**** Extracted information

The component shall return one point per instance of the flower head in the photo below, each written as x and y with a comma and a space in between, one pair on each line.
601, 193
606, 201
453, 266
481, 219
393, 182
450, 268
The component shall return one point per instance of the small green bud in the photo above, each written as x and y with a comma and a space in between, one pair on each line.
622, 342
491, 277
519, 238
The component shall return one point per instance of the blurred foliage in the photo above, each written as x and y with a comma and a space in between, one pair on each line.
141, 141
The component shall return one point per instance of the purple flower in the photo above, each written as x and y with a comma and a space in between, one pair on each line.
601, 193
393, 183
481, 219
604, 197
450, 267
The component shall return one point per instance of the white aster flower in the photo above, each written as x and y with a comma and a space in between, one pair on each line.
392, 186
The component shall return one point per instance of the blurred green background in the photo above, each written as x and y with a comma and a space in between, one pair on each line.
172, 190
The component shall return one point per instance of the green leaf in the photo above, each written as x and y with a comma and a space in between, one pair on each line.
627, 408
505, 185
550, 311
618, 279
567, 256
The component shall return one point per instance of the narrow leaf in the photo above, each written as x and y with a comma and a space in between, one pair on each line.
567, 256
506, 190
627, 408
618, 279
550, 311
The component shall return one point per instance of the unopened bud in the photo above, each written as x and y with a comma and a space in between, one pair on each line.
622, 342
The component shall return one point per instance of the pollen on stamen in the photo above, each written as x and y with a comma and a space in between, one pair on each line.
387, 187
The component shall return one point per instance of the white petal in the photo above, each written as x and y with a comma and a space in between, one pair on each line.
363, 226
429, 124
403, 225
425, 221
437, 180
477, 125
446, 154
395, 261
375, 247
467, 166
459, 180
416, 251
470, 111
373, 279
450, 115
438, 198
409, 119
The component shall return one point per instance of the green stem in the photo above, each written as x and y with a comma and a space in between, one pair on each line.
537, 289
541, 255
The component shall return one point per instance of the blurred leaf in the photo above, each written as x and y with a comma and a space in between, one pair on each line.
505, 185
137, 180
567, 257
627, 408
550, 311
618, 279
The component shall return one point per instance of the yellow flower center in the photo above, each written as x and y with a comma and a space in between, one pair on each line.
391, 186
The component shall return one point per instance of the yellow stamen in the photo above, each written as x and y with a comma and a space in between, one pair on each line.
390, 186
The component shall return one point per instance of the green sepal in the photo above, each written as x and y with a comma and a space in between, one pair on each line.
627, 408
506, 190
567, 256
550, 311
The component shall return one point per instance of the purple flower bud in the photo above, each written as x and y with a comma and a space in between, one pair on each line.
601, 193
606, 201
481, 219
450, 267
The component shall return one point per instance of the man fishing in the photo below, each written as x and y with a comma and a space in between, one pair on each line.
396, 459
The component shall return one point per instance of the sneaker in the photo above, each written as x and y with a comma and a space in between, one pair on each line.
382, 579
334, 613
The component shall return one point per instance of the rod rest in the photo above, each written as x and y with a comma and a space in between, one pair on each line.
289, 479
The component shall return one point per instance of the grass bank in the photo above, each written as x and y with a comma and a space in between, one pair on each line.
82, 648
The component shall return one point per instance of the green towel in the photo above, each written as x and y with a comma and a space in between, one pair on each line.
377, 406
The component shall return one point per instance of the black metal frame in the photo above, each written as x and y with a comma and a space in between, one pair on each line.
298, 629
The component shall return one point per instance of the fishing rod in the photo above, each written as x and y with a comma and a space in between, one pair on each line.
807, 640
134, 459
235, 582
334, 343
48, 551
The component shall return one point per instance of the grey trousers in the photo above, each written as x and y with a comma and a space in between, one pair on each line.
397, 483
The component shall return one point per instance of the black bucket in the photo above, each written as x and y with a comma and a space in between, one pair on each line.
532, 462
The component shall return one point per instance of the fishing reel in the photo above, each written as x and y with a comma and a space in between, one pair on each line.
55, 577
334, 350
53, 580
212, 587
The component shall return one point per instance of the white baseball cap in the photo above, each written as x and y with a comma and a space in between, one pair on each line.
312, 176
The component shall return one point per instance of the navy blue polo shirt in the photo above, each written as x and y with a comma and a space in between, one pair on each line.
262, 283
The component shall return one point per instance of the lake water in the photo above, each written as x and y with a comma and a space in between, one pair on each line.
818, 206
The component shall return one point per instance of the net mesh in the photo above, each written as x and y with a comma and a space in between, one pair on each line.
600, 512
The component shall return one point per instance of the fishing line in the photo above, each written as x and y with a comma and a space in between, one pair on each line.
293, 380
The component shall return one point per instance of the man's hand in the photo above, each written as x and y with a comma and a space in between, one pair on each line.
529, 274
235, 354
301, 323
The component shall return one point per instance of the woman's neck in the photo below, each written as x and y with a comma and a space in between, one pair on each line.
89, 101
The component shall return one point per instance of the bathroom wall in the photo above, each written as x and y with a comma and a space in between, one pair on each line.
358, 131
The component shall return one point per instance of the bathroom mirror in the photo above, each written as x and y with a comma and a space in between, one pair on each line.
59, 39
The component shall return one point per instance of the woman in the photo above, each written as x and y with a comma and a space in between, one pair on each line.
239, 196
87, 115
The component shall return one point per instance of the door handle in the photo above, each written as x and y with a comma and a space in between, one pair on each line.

********

Task: Please update the records starting at the line that contains "the fishing line" and ending at the end of the records, changing "component" to "module" and leaving everything else unchanged.

Exercise solution:
The module shall return one point per instance of the fishing line in the photo above, each written as x and y with a comma and a space in between, one pair on each line.
293, 380
The module shall return one point per instance of the man's hand in the photo above, each written as x and y with a comma and a space in between, one pair on each line.
529, 274
235, 354
301, 323
The module shall return one point per instance of the woman's neck in the photo below, each written as x and y with a comma and a space in between, one pair on each line.
89, 101
The module shall return one point per instance of the bathroom wall in the photo above, each written as x and y with a comma and a space in between, one pair on each line.
358, 131
The module shall return one point per instance of the bathroom mirror in the photo above, each written as x and y with a comma and a space in between, one pair on each line.
59, 39
The module shall return one point per instance of the woman in the photo above, each written as x and y with a comma and a space in between, one pair on each line.
239, 196
87, 115
The module shall return one point per instance of the door handle in the photo above, each written as x and y with a comma and a space in between, one pair on each line.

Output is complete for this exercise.